▸ WHAT THE EXERCISE ASKS: To answer, print the line containing "Query: rock" and each line after it in the listing below, exactly as they stand.

▸ RECORD EXCERPTS:

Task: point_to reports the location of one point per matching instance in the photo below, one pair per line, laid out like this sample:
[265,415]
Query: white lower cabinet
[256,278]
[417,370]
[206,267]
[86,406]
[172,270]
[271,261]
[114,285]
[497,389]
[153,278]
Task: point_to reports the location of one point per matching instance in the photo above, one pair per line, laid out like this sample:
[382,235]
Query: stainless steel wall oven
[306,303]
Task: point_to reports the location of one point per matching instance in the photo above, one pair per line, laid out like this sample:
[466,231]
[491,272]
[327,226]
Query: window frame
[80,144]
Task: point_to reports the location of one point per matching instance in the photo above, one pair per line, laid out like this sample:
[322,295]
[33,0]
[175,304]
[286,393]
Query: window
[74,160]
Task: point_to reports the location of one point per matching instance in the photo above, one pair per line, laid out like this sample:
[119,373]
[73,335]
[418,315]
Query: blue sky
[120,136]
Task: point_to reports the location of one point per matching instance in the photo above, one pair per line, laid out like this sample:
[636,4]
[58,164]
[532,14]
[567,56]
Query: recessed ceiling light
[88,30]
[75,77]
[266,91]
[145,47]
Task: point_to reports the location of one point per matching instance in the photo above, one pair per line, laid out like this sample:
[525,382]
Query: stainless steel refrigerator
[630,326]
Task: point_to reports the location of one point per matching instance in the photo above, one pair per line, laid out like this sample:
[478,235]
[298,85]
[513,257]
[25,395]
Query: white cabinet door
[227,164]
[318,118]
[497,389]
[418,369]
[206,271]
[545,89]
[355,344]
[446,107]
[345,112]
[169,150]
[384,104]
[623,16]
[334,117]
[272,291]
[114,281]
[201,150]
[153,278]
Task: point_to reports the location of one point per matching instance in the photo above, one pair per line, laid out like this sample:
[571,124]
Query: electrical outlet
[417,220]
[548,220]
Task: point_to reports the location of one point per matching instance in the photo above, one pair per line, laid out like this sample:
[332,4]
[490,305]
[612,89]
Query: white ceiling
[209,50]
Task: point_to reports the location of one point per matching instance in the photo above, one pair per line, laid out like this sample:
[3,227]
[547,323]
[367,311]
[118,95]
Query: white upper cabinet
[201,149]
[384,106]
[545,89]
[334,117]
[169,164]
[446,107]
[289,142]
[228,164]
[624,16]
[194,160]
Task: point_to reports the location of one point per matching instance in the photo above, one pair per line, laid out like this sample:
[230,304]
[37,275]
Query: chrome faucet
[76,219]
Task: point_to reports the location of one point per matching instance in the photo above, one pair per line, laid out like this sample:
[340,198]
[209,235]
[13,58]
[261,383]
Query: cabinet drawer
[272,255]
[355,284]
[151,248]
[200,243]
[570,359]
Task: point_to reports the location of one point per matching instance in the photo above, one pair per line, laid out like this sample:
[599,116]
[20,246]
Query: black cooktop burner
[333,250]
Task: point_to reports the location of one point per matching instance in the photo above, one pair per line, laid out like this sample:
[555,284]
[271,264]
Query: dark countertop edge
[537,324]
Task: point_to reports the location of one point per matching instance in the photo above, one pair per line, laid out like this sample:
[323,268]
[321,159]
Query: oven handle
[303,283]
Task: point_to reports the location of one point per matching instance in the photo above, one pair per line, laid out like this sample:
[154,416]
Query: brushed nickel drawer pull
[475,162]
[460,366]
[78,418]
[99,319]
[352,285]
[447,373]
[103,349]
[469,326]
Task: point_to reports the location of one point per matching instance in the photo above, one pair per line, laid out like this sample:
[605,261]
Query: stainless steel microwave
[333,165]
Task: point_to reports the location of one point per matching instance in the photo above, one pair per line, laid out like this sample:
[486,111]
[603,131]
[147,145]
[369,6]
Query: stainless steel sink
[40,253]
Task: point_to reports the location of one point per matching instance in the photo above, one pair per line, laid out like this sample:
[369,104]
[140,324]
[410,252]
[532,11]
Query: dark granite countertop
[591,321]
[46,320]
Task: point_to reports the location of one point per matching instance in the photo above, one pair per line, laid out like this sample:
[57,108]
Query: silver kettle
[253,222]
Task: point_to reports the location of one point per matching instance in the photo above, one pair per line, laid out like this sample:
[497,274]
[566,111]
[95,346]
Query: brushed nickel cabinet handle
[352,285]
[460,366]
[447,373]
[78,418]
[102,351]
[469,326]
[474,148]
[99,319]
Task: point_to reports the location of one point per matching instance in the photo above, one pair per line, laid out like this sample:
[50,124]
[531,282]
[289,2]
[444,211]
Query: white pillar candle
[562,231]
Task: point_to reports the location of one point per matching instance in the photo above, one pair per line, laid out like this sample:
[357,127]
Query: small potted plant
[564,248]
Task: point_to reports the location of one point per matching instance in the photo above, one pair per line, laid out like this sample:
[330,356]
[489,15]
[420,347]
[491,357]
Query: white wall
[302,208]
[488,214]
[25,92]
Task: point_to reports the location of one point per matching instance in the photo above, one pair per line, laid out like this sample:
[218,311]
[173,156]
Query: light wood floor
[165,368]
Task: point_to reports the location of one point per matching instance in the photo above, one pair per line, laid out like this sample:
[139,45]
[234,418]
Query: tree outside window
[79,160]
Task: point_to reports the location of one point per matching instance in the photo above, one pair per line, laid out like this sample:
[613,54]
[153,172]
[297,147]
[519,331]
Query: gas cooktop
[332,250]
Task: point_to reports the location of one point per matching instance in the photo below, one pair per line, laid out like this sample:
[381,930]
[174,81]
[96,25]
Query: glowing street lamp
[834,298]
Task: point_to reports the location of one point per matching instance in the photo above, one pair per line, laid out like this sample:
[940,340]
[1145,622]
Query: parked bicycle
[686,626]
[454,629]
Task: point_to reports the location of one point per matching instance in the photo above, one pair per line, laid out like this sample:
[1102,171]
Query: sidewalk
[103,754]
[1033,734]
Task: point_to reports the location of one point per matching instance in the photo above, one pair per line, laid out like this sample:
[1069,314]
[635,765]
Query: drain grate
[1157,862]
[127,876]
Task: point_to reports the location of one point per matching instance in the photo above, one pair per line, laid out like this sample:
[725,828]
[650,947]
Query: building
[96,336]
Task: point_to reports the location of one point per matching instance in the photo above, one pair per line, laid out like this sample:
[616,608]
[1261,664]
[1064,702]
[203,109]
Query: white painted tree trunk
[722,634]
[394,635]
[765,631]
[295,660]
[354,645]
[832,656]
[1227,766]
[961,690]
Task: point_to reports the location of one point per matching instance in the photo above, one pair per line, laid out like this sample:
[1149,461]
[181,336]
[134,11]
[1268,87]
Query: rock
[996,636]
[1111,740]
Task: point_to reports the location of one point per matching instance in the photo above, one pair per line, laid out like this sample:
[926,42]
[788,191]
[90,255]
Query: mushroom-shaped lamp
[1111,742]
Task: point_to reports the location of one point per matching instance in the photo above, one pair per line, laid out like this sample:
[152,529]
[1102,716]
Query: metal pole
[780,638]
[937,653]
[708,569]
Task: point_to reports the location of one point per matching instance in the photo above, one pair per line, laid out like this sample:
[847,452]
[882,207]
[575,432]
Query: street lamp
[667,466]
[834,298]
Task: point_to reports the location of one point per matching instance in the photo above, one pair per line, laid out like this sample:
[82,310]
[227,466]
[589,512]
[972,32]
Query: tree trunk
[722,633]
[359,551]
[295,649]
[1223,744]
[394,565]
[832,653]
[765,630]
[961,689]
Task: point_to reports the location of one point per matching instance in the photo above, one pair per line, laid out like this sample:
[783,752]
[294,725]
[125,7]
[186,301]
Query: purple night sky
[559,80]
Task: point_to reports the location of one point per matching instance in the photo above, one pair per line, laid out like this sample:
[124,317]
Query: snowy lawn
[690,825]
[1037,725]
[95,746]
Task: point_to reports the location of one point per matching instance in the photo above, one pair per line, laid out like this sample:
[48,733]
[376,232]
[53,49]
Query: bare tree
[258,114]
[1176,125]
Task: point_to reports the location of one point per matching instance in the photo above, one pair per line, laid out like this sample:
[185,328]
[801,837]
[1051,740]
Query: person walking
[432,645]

▸ RESPONSE BOX:
Query: rock
[996,636]
[1111,740]
Task: point_to reports the location of one point per matching instance in the photo above, one pair per line, laid out like this sample:
[926,42]
[788,191]
[90,255]
Query: mushroom-shaped lamp
[1111,742]
Task: point_to reports the location of one point per matching instance in the photo above, one pair per line, laid out like this sample:
[152,529]
[1102,716]
Query: metal pole
[780,638]
[937,653]
[708,569]
Task: point_to reports the location of one point per matching instance in the photo above, one pair per line, laid out like this sample:
[847,452]
[882,207]
[575,432]
Query: street lamp
[667,466]
[834,298]
Task: point_to reports the location of one point per matching instance in the photo above, one pair per line, laid out like this sample:
[82,310]
[227,466]
[589,512]
[972,32]
Query: tree trunk
[722,633]
[359,551]
[295,649]
[1223,744]
[394,565]
[832,653]
[765,630]
[961,689]
Task: point_to reports the location of one point per matching instance in the photo above, one pair per line, laid out like this sample:
[783,752]
[294,725]
[125,7]
[186,301]
Query: purple night sky
[559,80]
Task: point_to reports the location of one point per matching instance in the photo above, one pair per line, laid out like this sample:
[124,317]
Query: snowy lawn
[690,825]
[1037,725]
[95,746]
Task: point_to reports the location of one point per matching instance in the photo above, one pair per line, laid out like this sample:
[48,733]
[376,232]
[53,49]
Query: bare tree
[258,114]
[1176,125]
Task: point_to reports the location of one point per matching instance in the photo above, one pair per line, laid out like this sample:
[185,328]
[801,837]
[1051,740]
Query: person walking
[432,645]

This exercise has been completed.